▶ **Exercise details**
Using the records below, give the number of lines where the string "comma" shows up. Add nothing to it.

______

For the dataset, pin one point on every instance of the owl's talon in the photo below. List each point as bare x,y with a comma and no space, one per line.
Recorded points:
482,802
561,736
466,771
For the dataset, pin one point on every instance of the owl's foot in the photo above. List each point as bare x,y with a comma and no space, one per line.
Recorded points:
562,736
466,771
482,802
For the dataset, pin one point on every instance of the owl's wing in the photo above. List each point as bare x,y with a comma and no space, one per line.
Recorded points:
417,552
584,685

______

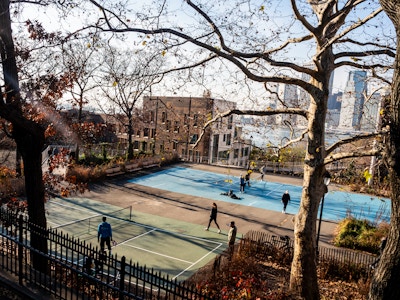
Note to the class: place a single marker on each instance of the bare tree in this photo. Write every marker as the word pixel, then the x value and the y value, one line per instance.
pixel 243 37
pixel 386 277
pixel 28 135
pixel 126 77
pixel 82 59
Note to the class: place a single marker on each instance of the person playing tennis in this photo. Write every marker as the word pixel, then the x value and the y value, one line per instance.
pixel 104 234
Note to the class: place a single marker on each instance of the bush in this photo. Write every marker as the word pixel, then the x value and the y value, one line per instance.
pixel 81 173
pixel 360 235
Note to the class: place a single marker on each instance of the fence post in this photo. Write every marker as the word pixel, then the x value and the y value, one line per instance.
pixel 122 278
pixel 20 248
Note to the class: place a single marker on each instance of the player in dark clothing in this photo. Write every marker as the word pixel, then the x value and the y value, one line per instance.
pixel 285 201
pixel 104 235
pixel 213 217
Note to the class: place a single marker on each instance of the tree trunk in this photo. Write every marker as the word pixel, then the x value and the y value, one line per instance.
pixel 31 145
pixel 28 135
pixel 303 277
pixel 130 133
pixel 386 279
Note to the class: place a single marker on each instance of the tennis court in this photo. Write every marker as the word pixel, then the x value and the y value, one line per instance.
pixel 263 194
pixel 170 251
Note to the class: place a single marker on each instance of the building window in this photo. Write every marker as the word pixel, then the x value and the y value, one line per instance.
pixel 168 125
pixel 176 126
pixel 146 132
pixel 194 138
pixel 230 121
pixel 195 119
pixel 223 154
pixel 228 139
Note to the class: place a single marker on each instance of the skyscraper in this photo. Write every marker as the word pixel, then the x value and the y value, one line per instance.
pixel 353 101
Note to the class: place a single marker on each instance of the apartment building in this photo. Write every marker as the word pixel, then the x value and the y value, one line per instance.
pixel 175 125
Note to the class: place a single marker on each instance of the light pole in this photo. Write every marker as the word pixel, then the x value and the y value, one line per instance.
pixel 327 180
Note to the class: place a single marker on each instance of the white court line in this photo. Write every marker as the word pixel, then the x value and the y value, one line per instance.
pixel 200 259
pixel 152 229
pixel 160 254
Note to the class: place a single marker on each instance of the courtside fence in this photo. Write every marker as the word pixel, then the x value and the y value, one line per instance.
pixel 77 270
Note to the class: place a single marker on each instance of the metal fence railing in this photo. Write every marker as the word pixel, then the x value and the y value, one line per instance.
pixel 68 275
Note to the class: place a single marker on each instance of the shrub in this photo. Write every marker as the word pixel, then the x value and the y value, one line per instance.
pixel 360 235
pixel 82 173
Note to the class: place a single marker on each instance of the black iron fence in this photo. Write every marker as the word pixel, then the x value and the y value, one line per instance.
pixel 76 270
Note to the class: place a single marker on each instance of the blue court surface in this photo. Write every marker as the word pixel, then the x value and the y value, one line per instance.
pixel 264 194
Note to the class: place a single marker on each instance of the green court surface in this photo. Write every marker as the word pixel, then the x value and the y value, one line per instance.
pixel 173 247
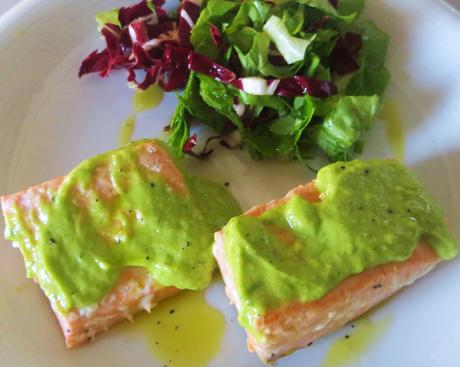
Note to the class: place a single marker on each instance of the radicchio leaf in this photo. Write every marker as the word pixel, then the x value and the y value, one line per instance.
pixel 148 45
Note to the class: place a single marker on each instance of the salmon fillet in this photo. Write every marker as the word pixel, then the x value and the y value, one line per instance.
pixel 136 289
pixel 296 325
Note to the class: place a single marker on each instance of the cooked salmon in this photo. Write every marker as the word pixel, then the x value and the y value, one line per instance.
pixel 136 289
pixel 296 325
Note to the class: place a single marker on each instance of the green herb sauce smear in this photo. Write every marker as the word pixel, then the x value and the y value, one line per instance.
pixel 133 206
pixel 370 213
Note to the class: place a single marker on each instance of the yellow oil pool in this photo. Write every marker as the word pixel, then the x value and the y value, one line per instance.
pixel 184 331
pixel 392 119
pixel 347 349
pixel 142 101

______

▶ **Response to this exercise**
3